_About this task_
Transcribe the records below exactly, leaving out any pictures.
BEGIN Material for this exercise
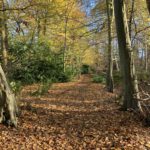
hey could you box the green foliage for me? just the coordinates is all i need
[138,71,150,82]
[9,40,72,84]
[92,72,122,85]
[113,71,122,84]
[31,80,52,96]
[81,64,89,74]
[10,81,22,96]
[55,71,71,83]
[92,74,106,83]
[12,59,62,84]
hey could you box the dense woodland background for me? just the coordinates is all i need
[0,0,150,149]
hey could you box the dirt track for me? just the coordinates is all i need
[0,75,150,150]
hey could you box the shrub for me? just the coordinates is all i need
[55,72,70,82]
[81,64,89,74]
[10,81,22,96]
[31,80,52,96]
[92,74,106,83]
[9,40,77,84]
[9,41,64,83]
[138,71,150,82]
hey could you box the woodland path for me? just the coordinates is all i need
[0,75,150,149]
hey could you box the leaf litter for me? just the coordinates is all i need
[0,75,150,150]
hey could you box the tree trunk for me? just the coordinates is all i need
[0,65,17,127]
[106,0,114,93]
[145,43,148,72]
[43,17,47,36]
[1,1,8,72]
[128,0,135,39]
[146,0,150,14]
[114,56,120,71]
[63,16,68,73]
[37,18,41,40]
[114,40,120,71]
[114,0,140,110]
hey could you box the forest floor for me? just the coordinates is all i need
[0,75,150,150]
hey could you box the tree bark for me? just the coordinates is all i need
[146,0,150,14]
[37,17,41,40]
[43,17,47,36]
[0,65,17,127]
[114,56,119,71]
[63,16,68,73]
[106,0,114,93]
[145,43,148,72]
[1,1,8,72]
[114,0,140,110]
[128,0,135,39]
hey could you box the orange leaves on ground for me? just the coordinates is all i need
[0,75,150,149]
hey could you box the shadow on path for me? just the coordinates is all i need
[0,75,150,149]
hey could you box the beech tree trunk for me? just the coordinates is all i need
[0,65,17,127]
[1,0,8,72]
[106,0,114,93]
[0,1,17,127]
[114,0,140,110]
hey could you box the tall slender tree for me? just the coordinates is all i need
[106,0,114,93]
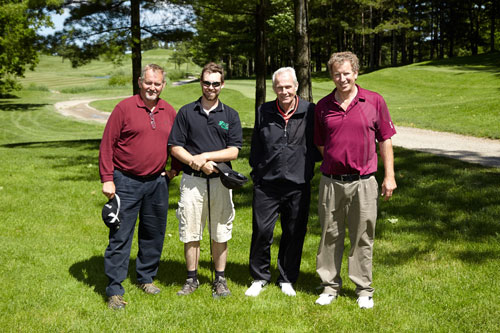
END Material for this exercise
_Solution for this exercise_
hey could you box the green foliage for me? just the coordinates is all i need
[138,71,150,82]
[9,40,72,84]
[92,72,122,85]
[113,71,122,84]
[31,80,52,96]
[81,64,89,74]
[10,81,22,96]
[55,71,71,83]
[92,74,106,83]
[12,59,62,84]
hey could you box the dense woodland background for me? just the coordinates is all i need
[0,0,150,149]
hey could you box the dirt track for me? just the coordinates is all i need
[0,75,150,150]
hey could you box the shrub for me? just the coordinates is all i need
[55,72,70,82]
[81,64,89,74]
[10,81,22,96]
[31,80,52,96]
[92,74,106,83]
[9,40,77,84]
[9,41,64,83]
[138,71,150,82]
hey could you box the woodland path for me? just the coordinates is all i need
[0,75,150,149]
hey could you box the leaf litter for me? just the coordinates is all i need
[0,75,150,150]
hey could you box the tree trunk for me? just the coordinates is all i need
[0,65,17,127]
[106,0,114,93]
[145,43,148,72]
[43,17,47,36]
[1,1,8,72]
[128,0,135,39]
[146,0,150,14]
[114,56,120,71]
[63,16,68,73]
[37,18,41,40]
[114,40,120,71]
[114,0,140,110]
hey could you box the forest floor for me? just the coordinates is all i need
[0,75,150,150]
hey could you box the tree bark for me? just the coordinates is all i need
[146,0,150,14]
[37,17,41,40]
[43,17,47,36]
[0,65,17,127]
[114,56,119,71]
[63,16,68,73]
[106,0,114,93]
[145,43,148,72]
[1,1,8,72]
[114,0,140,110]
[128,0,135,39]
hey could you box the orange leaves on ground for me? just the coordinates is all i need
[0,75,150,149]
hey could you box the shadow on path for me? just the coordinates is all i need
[0,75,150,149]
hey could you box the beech tree trunk for me? just the coordinates is all i need
[0,65,17,127]
[1,0,8,72]
[106,0,114,93]
[0,1,17,127]
[114,0,140,110]
hey could you box the tall slender tree for me? just the coordinates is all i need
[106,0,114,93]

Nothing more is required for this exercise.